__给定任务 A__.
请将所给文本中从“作　　者：林奕龙 陈思婷[1] 吴永波 兰林锋[1] 彭俊彪[1] LIN Yi-long;CHEN Si-ting;WU”起到“Guangzhou 510640, China)”为止（含这两处）的部分原样抄写下来。

基于印刷双层电极的氧化物薄膜晶体管  被引量：1

作　　者：林奕龙 陈思婷[1] 吴永波 兰林锋[1] 彭俊彪[1] LIN Yi-long;CHEN Si-ting;WU Yong-bo;LAN Lin-feng;PENG Jun-biao(State Key Laboratory of Luminescent Materials and Devices, South China University of Technology, Guangzhou 510640, China)

机构地区：[1]华南理工大学发光材料与器件国家重点实验室,广东广州510640

出　　处：《液晶与显示》2021年第9期1239-1246,共8页Chinese Journal of Liquid Crystals and Displays

基　　金：国家自然科学基金(No.62022034,No.22090024)。

__数据摘录__.
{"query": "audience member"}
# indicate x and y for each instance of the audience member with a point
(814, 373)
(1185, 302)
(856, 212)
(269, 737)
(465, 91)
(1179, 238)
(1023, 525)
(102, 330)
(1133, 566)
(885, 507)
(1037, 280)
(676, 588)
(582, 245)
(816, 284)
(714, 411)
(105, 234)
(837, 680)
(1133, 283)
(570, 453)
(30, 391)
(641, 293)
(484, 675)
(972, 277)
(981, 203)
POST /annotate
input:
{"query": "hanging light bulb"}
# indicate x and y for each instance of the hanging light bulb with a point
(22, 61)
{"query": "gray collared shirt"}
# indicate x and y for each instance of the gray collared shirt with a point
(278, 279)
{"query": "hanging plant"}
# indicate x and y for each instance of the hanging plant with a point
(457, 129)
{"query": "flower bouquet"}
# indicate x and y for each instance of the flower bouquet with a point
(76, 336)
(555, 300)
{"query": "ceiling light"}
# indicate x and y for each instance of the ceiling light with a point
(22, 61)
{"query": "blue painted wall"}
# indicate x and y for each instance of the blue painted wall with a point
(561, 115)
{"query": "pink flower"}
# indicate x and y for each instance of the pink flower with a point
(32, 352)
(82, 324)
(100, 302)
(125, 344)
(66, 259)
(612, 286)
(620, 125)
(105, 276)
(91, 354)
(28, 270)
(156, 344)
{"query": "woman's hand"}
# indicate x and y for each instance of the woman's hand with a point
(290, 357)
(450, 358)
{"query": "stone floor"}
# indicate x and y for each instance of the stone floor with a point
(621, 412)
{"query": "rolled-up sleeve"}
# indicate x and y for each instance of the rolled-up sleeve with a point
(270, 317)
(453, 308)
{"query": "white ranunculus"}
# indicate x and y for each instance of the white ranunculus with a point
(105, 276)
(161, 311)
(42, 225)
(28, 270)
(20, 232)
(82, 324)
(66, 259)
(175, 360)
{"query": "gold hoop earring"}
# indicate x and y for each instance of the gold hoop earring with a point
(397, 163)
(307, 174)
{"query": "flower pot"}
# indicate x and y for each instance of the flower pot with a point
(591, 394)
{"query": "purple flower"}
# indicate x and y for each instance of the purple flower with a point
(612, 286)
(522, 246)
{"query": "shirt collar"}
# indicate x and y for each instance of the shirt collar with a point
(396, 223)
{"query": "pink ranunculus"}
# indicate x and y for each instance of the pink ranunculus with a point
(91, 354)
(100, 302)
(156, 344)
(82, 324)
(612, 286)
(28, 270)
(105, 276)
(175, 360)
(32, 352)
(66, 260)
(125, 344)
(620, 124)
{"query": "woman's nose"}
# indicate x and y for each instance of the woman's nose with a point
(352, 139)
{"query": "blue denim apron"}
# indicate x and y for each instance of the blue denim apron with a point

__给定任务 B__.
请逐字复述上面数据摘录中的条目，从条目的第一行起，到含有“(1133, 283)”的那一行为止，首尾两行都包括在内。

__参考答案 A__.
作　　者：林奕龙 陈思婷[1] 吴永波 兰林锋[1] 彭俊彪[1] LIN Yi-long;CHEN Si-ting;WU Yong-bo;LAN Lin-feng;PENG Jun-biao(State Key Laboratory of Luminescent Materials and Devices, South China University of Technology, Guangzhou 510640, China)

__参考答案 B__.
{"query": "audience member"}
# indicate x and y for each instance of the audience member with a point
(814, 373)
(1185, 302)
(856, 212)
(269, 737)
(465, 91)
(1179, 238)
(1023, 525)
(102, 330)
(1133, 566)
(885, 507)
(1037, 280)
(676, 588)
(582, 245)
(816, 284)
(714, 411)
(105, 234)
(837, 680)
(1133, 283)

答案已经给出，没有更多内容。